(The data)
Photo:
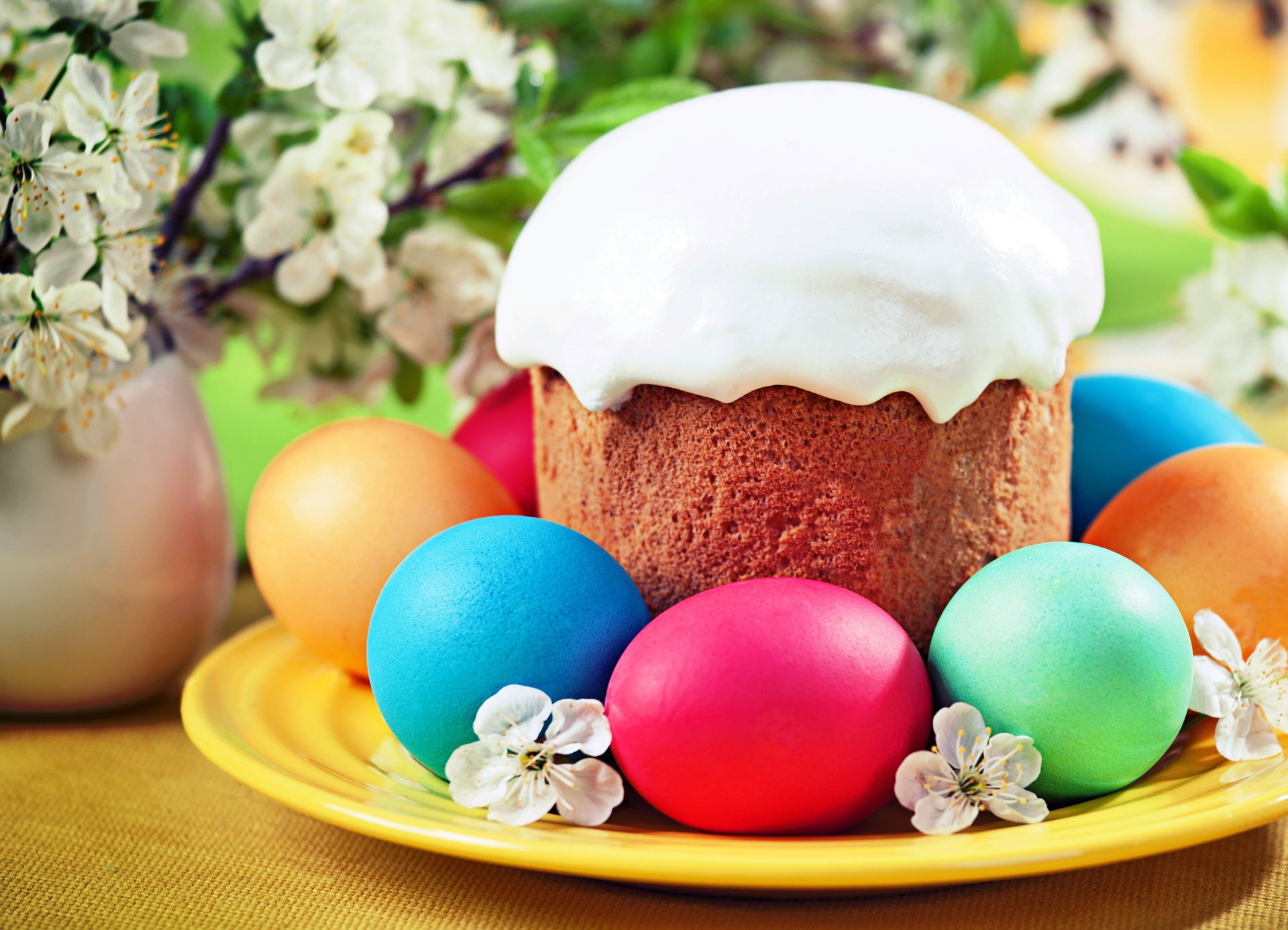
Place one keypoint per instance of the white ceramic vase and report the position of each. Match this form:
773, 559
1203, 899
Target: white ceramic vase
116, 574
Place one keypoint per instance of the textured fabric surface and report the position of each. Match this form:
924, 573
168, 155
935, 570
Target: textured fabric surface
117, 821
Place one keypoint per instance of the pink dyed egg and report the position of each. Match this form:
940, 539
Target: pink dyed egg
769, 706
499, 433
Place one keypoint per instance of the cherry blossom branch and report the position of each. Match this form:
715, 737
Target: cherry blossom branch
180, 209
248, 272
421, 195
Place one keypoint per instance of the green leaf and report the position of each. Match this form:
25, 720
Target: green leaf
568, 144
409, 380
239, 96
995, 48
657, 91
1090, 96
191, 111
499, 195
535, 88
1236, 205
500, 231
536, 156
690, 35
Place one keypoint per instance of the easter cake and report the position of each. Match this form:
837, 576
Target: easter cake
809, 330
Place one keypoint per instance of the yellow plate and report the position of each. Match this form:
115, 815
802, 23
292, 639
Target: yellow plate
306, 735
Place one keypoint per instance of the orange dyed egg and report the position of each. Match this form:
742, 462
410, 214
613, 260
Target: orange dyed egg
338, 509
1212, 527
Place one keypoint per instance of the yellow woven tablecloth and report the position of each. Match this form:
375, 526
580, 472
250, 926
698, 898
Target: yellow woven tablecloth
117, 821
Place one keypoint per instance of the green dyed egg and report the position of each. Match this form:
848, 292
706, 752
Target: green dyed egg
1076, 647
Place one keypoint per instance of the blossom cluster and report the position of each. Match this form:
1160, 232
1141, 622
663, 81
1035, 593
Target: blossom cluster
347, 199
358, 111
85, 162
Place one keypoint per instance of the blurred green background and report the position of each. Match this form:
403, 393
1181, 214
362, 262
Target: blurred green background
1144, 266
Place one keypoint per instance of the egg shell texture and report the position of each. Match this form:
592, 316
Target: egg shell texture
1212, 526
769, 706
488, 603
1076, 647
500, 432
1126, 424
337, 512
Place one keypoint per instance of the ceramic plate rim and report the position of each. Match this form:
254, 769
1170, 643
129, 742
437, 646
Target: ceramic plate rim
763, 864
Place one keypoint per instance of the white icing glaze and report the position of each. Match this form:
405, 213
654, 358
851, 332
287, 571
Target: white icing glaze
844, 239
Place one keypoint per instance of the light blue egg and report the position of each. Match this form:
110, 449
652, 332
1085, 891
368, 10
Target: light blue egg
1125, 425
487, 603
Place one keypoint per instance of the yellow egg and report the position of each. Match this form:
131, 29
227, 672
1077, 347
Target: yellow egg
338, 509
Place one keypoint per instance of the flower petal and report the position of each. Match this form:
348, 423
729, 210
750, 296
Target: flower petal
417, 329
588, 791
274, 231
1023, 763
93, 87
515, 711
29, 129
1214, 690
344, 84
579, 725
1269, 658
64, 263
960, 735
920, 772
306, 276
527, 799
285, 67
1246, 735
941, 816
1219, 639
89, 129
1026, 807
477, 773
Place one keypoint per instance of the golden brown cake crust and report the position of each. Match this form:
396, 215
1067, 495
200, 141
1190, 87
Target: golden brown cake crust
691, 494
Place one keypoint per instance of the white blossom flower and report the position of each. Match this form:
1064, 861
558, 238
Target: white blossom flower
442, 277
1250, 699
513, 772
330, 222
29, 67
125, 128
123, 250
44, 186
91, 425
1238, 309
357, 146
50, 336
970, 770
473, 129
348, 49
257, 140
446, 32
478, 368
130, 39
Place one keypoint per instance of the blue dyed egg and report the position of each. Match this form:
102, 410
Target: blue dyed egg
487, 603
1125, 425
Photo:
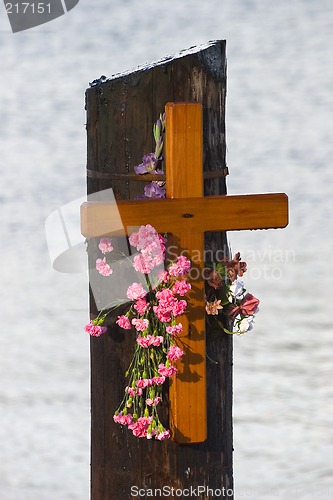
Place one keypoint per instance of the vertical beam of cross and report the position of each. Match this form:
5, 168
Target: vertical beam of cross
184, 179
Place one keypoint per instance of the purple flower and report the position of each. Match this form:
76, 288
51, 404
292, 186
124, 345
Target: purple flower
153, 190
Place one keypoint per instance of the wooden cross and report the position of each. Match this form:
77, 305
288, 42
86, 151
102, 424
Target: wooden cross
187, 214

(Work instructions)
Starting at the line containing "Place one keypoint per instance of the blue" and ending at the last line of the records, write the records out again with "purple flower" swapped for "violet flower" and nothing else changed. Omit the pictures.

(Written answer)
Place one keypoint per instance of the blue dyed egg and report the position of each. Match this form:
102, 410
Target: blue dyed egg
487, 603
1125, 425
Photo:
Place one keypoint per instance of the vertical beam of cross and report the position of each. Match this form:
5, 168
Target: vertical beam of cross
184, 179
Place one keypoint per instance of the violet flower and report the position of each. Match this form:
76, 288
51, 404
292, 186
124, 345
Target: violet flower
153, 190
Place one keypoint per instance of the wooden cross and report the position of each. Match this form:
77, 305
288, 42
86, 151
102, 424
Target: wooden cross
187, 214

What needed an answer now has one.